▶ PROBLEM TO SOLVE
Lay out everything from the line containing "roi: handrail" down to the line containing "[297,209,303,229]" as a two-column CSV headed "request" and "boxes", one row for each request. Put each value in a single quoted field, with line breaks turned into spaces.

Image box annotation listing:

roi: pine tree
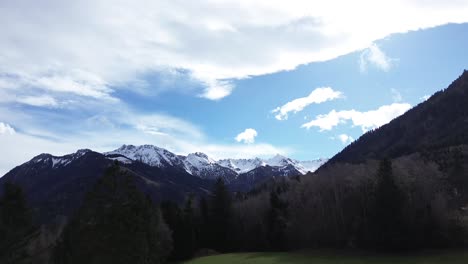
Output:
[0,182,34,264]
[373,159,406,250]
[266,191,287,251]
[55,165,171,264]
[208,178,233,252]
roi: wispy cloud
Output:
[271,87,343,120]
[0,122,15,134]
[359,43,395,72]
[301,103,411,131]
[391,88,403,103]
[235,128,258,144]
[0,0,468,100]
[17,95,59,107]
[338,134,354,145]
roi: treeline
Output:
[0,148,468,264]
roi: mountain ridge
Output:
[103,145,327,178]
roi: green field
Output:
[183,251,468,264]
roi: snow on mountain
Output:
[104,145,183,167]
[104,145,327,178]
[29,149,91,169]
[218,158,266,174]
[299,159,328,173]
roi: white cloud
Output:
[17,95,59,107]
[359,43,395,72]
[271,87,343,120]
[338,134,354,145]
[0,122,15,135]
[0,112,293,176]
[0,0,468,100]
[301,103,411,131]
[391,88,403,103]
[235,128,258,144]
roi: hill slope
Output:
[328,70,468,164]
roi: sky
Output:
[0,0,468,175]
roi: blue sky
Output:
[0,1,468,175]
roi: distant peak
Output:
[76,149,92,154]
[189,152,208,159]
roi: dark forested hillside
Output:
[328,70,468,164]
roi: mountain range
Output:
[103,145,327,183]
[0,145,326,222]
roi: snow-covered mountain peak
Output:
[104,145,326,178]
[185,152,216,168]
[265,154,296,167]
[104,145,182,167]
[29,149,92,169]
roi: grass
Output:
[183,251,468,264]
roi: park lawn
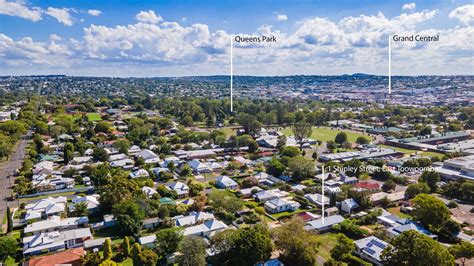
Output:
[87,113,102,122]
[379,144,417,154]
[281,127,371,143]
[316,233,338,260]
[421,151,444,158]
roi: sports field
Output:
[281,127,371,143]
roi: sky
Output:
[0,0,474,77]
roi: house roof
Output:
[27,247,84,266]
[354,236,388,261]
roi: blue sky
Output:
[0,0,474,76]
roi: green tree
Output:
[208,190,243,213]
[99,259,117,266]
[334,132,347,145]
[112,200,145,236]
[177,236,206,266]
[114,139,130,154]
[63,142,74,164]
[449,241,474,266]
[267,157,286,176]
[331,234,354,261]
[81,252,102,266]
[356,136,370,145]
[0,236,19,261]
[381,230,454,265]
[121,236,132,258]
[411,194,451,232]
[102,238,114,260]
[6,206,13,233]
[420,171,441,192]
[405,182,430,199]
[288,156,315,180]
[212,224,272,265]
[273,219,319,266]
[292,120,313,150]
[92,147,109,162]
[155,227,183,255]
[73,201,89,217]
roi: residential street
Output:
[0,132,31,224]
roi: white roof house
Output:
[216,175,239,190]
[183,220,227,237]
[166,181,189,197]
[354,236,389,266]
[142,186,158,198]
[264,198,300,213]
[24,216,89,234]
[341,199,359,213]
[138,149,160,164]
[25,197,67,221]
[129,169,150,178]
[188,159,212,174]
[176,212,214,226]
[253,188,290,202]
[304,193,329,206]
[23,228,92,255]
[69,194,100,211]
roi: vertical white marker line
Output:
[321,165,324,224]
[388,35,392,94]
[230,35,234,113]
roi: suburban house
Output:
[68,194,100,213]
[24,216,89,235]
[166,181,189,198]
[25,197,67,221]
[305,215,344,233]
[216,175,239,190]
[176,212,214,226]
[23,228,92,256]
[264,198,300,213]
[304,193,329,207]
[340,199,359,213]
[354,236,389,266]
[253,188,290,202]
[183,219,227,237]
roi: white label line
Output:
[230,35,234,113]
[388,35,392,94]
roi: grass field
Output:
[87,113,102,122]
[281,127,371,143]
[317,234,338,260]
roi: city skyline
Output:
[0,1,474,77]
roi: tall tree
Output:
[292,120,313,150]
[449,241,474,266]
[381,230,454,265]
[412,194,451,232]
[121,236,131,258]
[102,238,114,260]
[273,219,319,266]
[177,236,206,266]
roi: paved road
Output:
[0,132,31,219]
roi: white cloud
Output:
[136,10,163,24]
[87,9,102,17]
[276,14,288,21]
[0,7,474,76]
[402,3,416,10]
[46,7,74,26]
[0,0,42,22]
[449,5,474,24]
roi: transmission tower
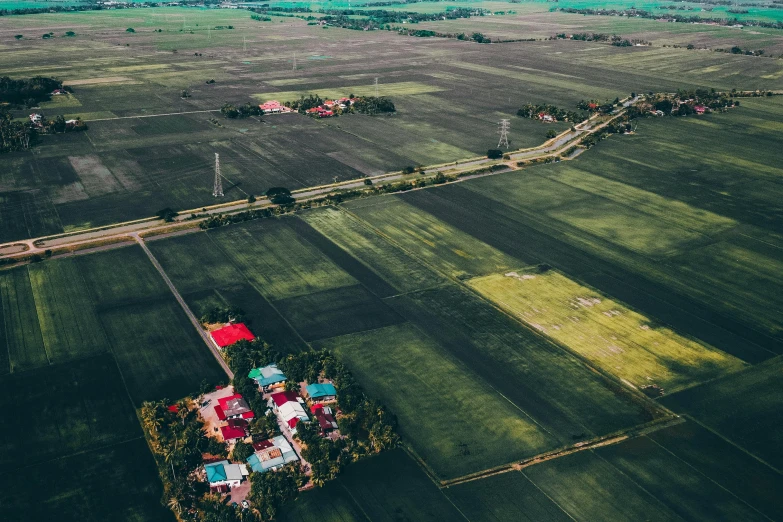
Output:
[212,152,223,197]
[498,120,511,148]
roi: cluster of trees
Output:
[285,94,325,113]
[517,103,586,122]
[320,7,480,31]
[0,106,36,152]
[552,33,652,47]
[715,45,764,56]
[141,398,234,521]
[0,76,63,107]
[220,102,263,119]
[559,7,783,29]
[200,306,245,324]
[351,96,397,114]
[225,332,399,486]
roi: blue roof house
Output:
[307,382,337,402]
[247,364,286,387]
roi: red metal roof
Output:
[253,440,274,451]
[215,393,242,409]
[271,392,298,406]
[215,406,226,420]
[220,426,247,440]
[212,323,255,348]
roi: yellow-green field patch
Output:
[468,270,745,392]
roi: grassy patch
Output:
[468,270,746,393]
[388,285,661,444]
[300,207,444,292]
[100,297,227,406]
[444,472,572,522]
[0,355,141,469]
[318,325,556,478]
[210,219,356,300]
[29,259,108,363]
[280,449,463,522]
[0,267,49,372]
[346,197,519,278]
[274,286,404,341]
[662,357,783,469]
[0,438,174,522]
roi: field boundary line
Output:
[205,231,313,350]
[440,417,685,488]
[6,430,145,471]
[519,469,576,522]
[593,452,686,521]
[84,109,220,122]
[682,413,783,475]
[647,437,773,522]
[133,233,234,379]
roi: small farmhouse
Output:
[204,460,250,490]
[210,323,255,350]
[310,404,337,436]
[247,364,286,390]
[306,382,337,402]
[215,393,255,420]
[247,435,299,473]
[269,392,310,433]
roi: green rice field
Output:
[0,0,783,522]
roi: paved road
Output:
[84,109,220,122]
[0,98,623,257]
[131,233,234,379]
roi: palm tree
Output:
[168,497,182,515]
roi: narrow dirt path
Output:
[130,233,234,379]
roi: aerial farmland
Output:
[0,0,783,522]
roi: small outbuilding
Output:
[305,382,337,402]
[247,364,287,388]
[210,323,256,350]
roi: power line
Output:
[498,120,511,148]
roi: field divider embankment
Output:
[0,100,627,260]
[439,410,686,488]
[133,234,234,379]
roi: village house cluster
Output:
[202,323,339,493]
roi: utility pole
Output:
[212,152,223,197]
[498,120,511,148]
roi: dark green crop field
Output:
[0,355,141,469]
[0,0,783,522]
[281,450,464,522]
[663,357,783,470]
[0,6,783,241]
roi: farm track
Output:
[0,100,630,258]
[131,234,234,379]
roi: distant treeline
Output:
[0,76,63,105]
[552,33,652,47]
[559,7,783,29]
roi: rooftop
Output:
[211,323,255,348]
[307,383,337,399]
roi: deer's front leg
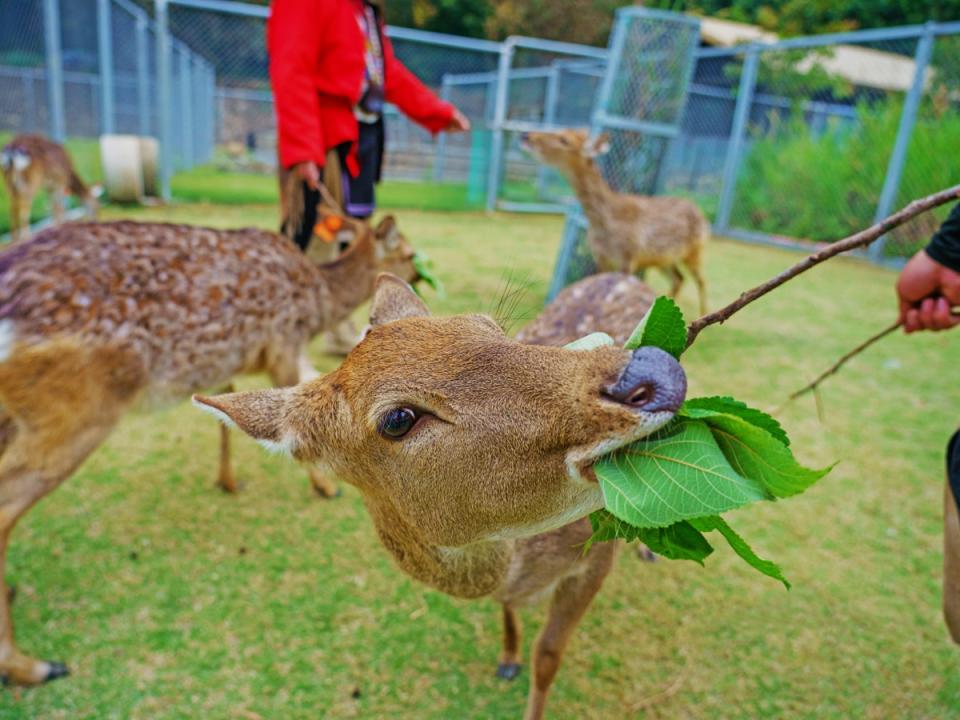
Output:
[217,383,240,494]
[497,605,522,680]
[523,543,617,720]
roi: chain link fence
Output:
[0,0,960,276]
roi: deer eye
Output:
[380,408,419,440]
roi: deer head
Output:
[194,275,686,547]
[523,129,610,173]
[312,205,420,283]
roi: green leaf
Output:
[584,510,713,565]
[594,418,770,527]
[639,520,713,565]
[680,397,790,446]
[692,516,790,590]
[411,250,447,299]
[703,414,832,498]
[564,332,614,350]
[624,297,687,358]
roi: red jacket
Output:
[267,0,453,175]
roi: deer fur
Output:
[524,130,710,314]
[194,275,686,720]
[0,135,101,242]
[0,218,416,685]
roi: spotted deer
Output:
[0,135,101,242]
[524,130,710,313]
[194,274,686,720]
[0,218,416,685]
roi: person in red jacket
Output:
[267,0,470,249]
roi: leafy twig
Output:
[788,320,903,401]
[687,185,960,347]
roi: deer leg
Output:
[10,193,33,241]
[683,247,707,315]
[523,543,616,720]
[268,350,340,498]
[217,383,240,494]
[47,186,66,225]
[497,605,522,680]
[0,416,114,685]
[943,432,960,643]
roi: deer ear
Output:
[583,132,610,158]
[193,388,295,455]
[370,273,430,327]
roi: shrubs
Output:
[732,101,960,254]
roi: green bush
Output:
[733,97,960,254]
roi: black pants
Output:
[293,119,384,250]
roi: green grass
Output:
[0,205,960,720]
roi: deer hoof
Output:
[497,663,523,681]
[313,485,343,500]
[43,662,70,683]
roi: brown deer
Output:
[524,130,710,314]
[0,135,100,242]
[0,218,416,685]
[194,275,686,720]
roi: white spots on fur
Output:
[0,319,17,363]
[190,395,237,428]
[297,354,320,382]
[254,435,294,456]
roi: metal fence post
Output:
[867,22,934,261]
[487,38,514,210]
[43,0,67,142]
[714,45,760,233]
[136,13,150,136]
[154,0,173,200]
[537,65,560,200]
[433,73,450,182]
[178,47,195,169]
[97,0,114,135]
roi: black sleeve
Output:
[927,203,960,272]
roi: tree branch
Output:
[687,185,960,347]
[788,320,903,402]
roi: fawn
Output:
[194,274,686,720]
[0,135,101,242]
[0,211,416,685]
[524,130,710,313]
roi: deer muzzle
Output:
[604,347,687,413]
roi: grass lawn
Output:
[0,205,960,720]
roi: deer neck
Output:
[364,493,514,598]
[316,232,377,331]
[566,159,615,225]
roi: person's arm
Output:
[381,31,470,133]
[267,0,325,176]
[897,205,960,333]
[927,203,960,272]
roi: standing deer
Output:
[0,135,100,242]
[194,275,686,720]
[524,130,710,314]
[0,212,416,685]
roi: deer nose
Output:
[604,347,687,413]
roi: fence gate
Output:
[548,7,700,299]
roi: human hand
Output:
[447,108,470,132]
[897,250,960,333]
[290,160,320,190]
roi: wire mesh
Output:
[730,38,917,250]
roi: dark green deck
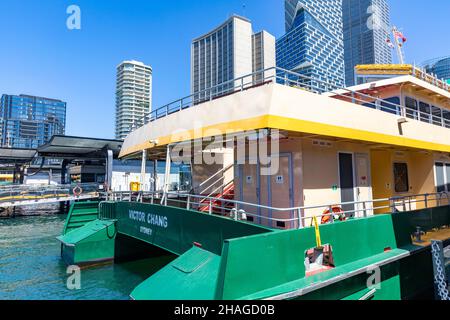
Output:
[57,202,450,300]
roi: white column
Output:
[141,150,147,191]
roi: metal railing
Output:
[128,67,450,130]
[0,183,101,206]
[104,192,450,229]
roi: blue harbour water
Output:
[0,210,153,300]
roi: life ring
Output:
[322,206,347,224]
[72,186,83,197]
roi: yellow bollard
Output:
[313,217,322,248]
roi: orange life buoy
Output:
[322,206,345,224]
[72,186,83,197]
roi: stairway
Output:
[198,183,235,215]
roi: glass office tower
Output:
[277,0,344,91]
[423,57,450,84]
[342,0,392,86]
[0,95,66,149]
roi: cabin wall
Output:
[192,149,235,195]
[235,138,372,226]
[371,150,447,213]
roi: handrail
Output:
[198,164,234,187]
[128,67,450,134]
[106,192,450,228]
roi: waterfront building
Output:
[423,57,450,84]
[252,31,276,83]
[64,64,450,301]
[0,94,67,149]
[191,15,275,101]
[342,0,392,86]
[276,0,345,91]
[116,61,153,140]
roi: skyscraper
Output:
[252,31,276,83]
[0,94,67,149]
[342,0,392,86]
[191,15,275,101]
[116,61,152,140]
[276,0,344,91]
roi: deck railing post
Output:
[297,209,303,229]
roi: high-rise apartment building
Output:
[191,15,275,101]
[0,94,67,149]
[342,0,392,86]
[252,31,276,83]
[276,0,344,91]
[116,61,152,140]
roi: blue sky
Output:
[0,0,450,138]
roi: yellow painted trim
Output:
[120,115,450,158]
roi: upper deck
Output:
[120,68,450,157]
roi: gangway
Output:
[0,183,101,209]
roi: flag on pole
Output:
[386,38,395,49]
[394,31,408,43]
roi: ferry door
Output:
[339,153,356,217]
[239,162,260,223]
[261,154,295,229]
[355,153,373,217]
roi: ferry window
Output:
[435,162,450,192]
[394,163,409,193]
[363,102,377,109]
[442,111,450,128]
[405,97,417,119]
[431,106,442,126]
[419,102,431,122]
[381,97,400,115]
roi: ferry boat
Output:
[59,66,450,300]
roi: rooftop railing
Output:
[128,67,450,134]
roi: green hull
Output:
[58,202,450,300]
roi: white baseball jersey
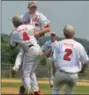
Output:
[10,24,37,49]
[53,39,89,73]
[21,11,50,30]
[42,40,58,50]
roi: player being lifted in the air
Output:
[42,32,58,87]
[13,1,50,93]
[10,16,41,95]
[13,1,50,71]
[52,25,89,95]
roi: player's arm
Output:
[79,46,89,73]
[52,61,56,76]
[10,33,17,49]
[34,14,50,36]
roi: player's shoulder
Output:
[22,12,29,16]
[45,40,52,44]
[36,11,46,17]
[74,40,84,48]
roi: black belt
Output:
[59,70,77,74]
[28,44,34,48]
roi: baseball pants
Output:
[52,70,78,95]
[21,45,41,92]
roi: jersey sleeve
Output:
[52,43,59,61]
[10,33,16,47]
[42,41,49,51]
[20,12,30,24]
[79,45,89,64]
[40,14,50,29]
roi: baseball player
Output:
[42,32,58,87]
[13,1,50,71]
[10,16,41,95]
[13,1,50,92]
[52,25,89,95]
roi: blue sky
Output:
[2,1,89,40]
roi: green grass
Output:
[2,83,89,94]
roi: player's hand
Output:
[49,76,53,87]
[34,31,39,37]
[25,89,34,95]
[11,66,18,78]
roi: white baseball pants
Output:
[52,70,78,95]
[22,45,41,92]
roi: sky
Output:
[1,1,89,40]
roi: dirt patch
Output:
[1,88,18,94]
[1,88,47,95]
[1,79,89,86]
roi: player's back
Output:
[13,25,37,47]
[56,39,87,73]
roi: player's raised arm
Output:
[10,32,17,49]
[79,45,89,64]
[79,45,89,73]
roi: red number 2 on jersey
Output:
[23,32,30,41]
[63,48,72,61]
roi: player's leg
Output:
[46,58,53,87]
[31,73,40,95]
[13,48,24,71]
[22,45,41,93]
[64,74,78,95]
[52,72,60,95]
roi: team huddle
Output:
[10,1,89,95]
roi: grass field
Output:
[1,79,89,95]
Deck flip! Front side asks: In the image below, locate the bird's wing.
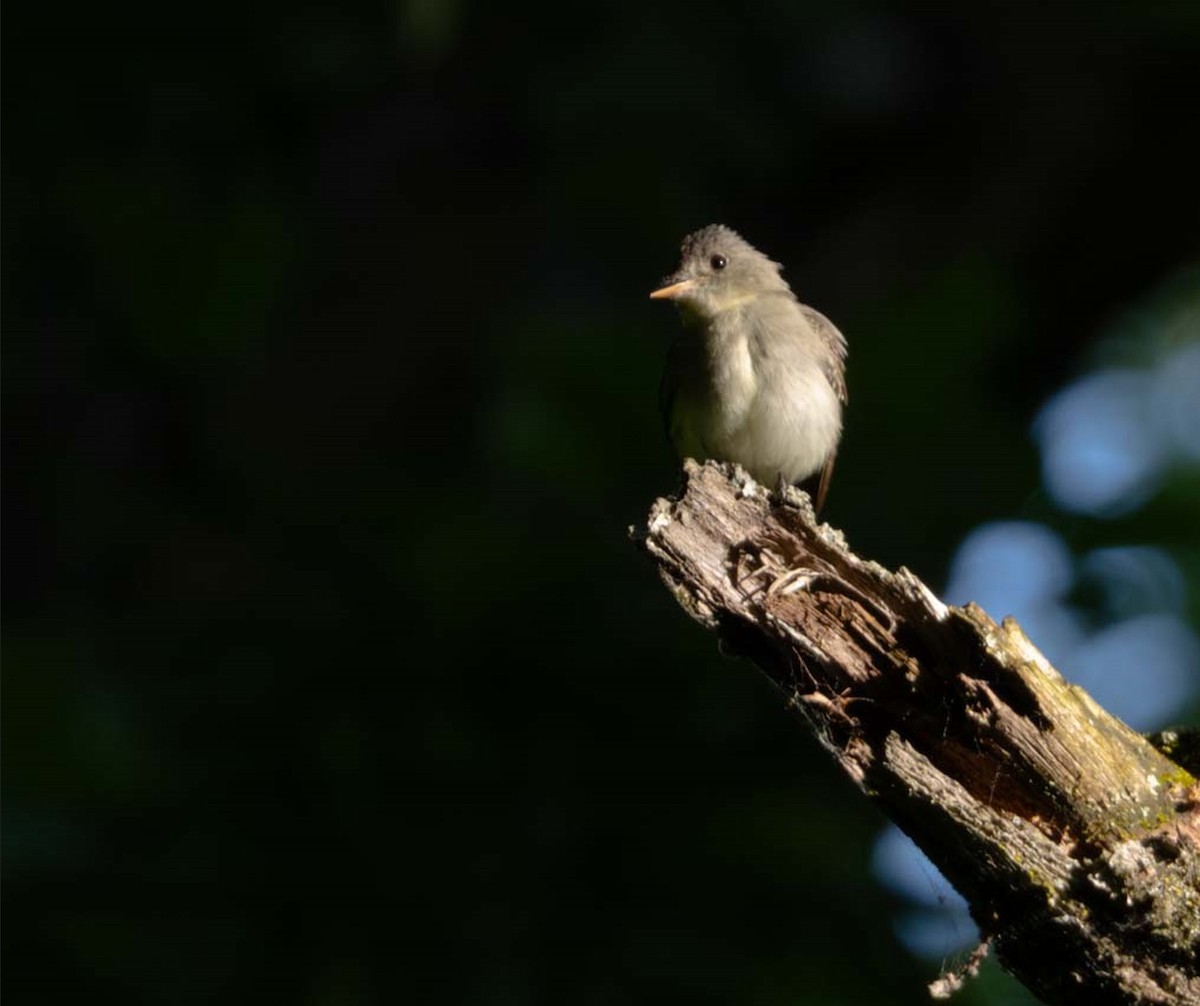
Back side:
[800,304,850,405]
[800,304,848,513]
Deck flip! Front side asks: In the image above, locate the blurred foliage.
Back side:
[2,0,1200,1004]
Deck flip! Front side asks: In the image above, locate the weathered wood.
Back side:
[635,462,1200,1006]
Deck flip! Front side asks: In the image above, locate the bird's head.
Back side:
[650,223,790,318]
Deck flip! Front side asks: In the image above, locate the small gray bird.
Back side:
[650,224,846,510]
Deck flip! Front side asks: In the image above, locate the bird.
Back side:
[650,223,847,510]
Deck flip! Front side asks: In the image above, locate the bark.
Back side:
[635,462,1200,1006]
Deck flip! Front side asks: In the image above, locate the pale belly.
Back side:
[701,367,841,485]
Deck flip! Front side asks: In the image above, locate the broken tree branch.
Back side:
[636,462,1200,1006]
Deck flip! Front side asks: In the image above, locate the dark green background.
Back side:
[4,0,1200,1004]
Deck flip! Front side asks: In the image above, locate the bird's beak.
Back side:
[650,280,696,300]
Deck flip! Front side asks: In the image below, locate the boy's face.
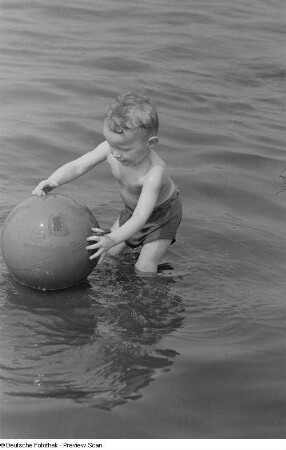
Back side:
[103,121,154,166]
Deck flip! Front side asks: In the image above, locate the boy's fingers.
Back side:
[92,228,111,236]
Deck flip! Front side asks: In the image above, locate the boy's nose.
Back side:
[112,149,121,158]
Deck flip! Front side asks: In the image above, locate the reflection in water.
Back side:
[1,255,183,409]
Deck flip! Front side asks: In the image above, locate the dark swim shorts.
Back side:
[119,188,183,248]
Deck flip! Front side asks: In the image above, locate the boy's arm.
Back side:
[86,167,164,261]
[32,141,110,195]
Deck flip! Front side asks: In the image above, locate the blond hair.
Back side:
[105,92,159,137]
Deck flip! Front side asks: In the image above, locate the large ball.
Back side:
[1,194,99,290]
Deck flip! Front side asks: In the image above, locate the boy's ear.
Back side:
[149,136,159,147]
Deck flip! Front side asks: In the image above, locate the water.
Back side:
[0,0,286,439]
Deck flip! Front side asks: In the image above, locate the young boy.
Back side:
[32,93,182,274]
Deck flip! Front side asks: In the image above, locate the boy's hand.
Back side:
[86,228,116,264]
[32,180,59,196]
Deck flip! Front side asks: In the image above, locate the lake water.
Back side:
[0,0,286,439]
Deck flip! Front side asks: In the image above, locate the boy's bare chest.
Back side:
[111,163,146,193]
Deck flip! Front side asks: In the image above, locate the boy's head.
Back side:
[105,92,159,139]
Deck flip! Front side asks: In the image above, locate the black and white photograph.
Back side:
[0,0,286,442]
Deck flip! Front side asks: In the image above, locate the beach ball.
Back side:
[1,193,99,290]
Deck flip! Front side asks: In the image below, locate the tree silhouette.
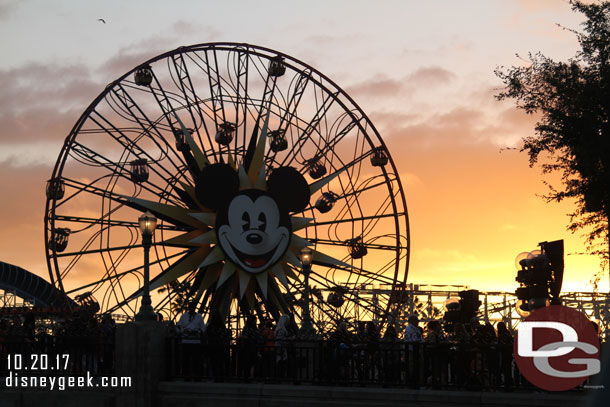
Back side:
[495,1,610,287]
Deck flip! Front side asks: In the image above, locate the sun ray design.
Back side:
[110,79,360,322]
[116,104,352,322]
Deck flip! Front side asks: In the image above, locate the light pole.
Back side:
[136,211,157,321]
[299,247,316,338]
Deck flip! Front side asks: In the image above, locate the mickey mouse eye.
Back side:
[258,212,267,232]
[241,212,250,232]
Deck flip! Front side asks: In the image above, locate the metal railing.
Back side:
[166,337,533,390]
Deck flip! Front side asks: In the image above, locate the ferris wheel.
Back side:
[45,43,410,327]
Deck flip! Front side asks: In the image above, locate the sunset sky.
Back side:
[0,0,608,300]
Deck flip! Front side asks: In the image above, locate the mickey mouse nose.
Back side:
[246,233,263,244]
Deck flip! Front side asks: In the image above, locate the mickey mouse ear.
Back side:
[195,163,239,210]
[267,167,311,212]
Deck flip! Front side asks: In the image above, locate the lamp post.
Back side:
[299,247,316,338]
[136,211,157,321]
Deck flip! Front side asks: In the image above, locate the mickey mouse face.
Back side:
[216,189,291,273]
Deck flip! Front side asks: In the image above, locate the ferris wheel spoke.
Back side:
[62,178,193,230]
[55,243,160,257]
[310,274,375,324]
[309,213,405,227]
[235,47,250,153]
[112,84,194,178]
[55,215,183,232]
[83,110,186,175]
[201,49,226,131]
[150,73,216,178]
[307,238,397,251]
[279,70,311,132]
[107,249,194,312]
[312,259,394,284]
[280,92,339,166]
[172,53,218,156]
[68,142,181,205]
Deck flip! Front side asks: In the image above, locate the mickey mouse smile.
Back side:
[223,234,282,270]
[217,190,290,273]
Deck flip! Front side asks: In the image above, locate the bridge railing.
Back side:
[166,337,532,390]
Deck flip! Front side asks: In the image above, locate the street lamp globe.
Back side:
[138,211,157,236]
[300,247,313,267]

▶ FINAL RESULT
request,boxes
"roi: handrail Output:","[198,164,234,187] [128,67,450,134] [106,192,450,228]"
"roi: waterfront building Output:","[423,57,450,84] [252,31,276,83] [64,64,450,301] [0,94,67,149] [191,15,275,101] [342,0,392,86] [276,0,345,91] [116,61,153,140]"
"roi: skyscraper Output:","[252,31,276,83] [0,94,67,149] [342,0,392,86] [191,15,275,101] [116,61,152,140] [276,0,344,91]"
"roi: deck railing post Output:","[297,209,303,229]"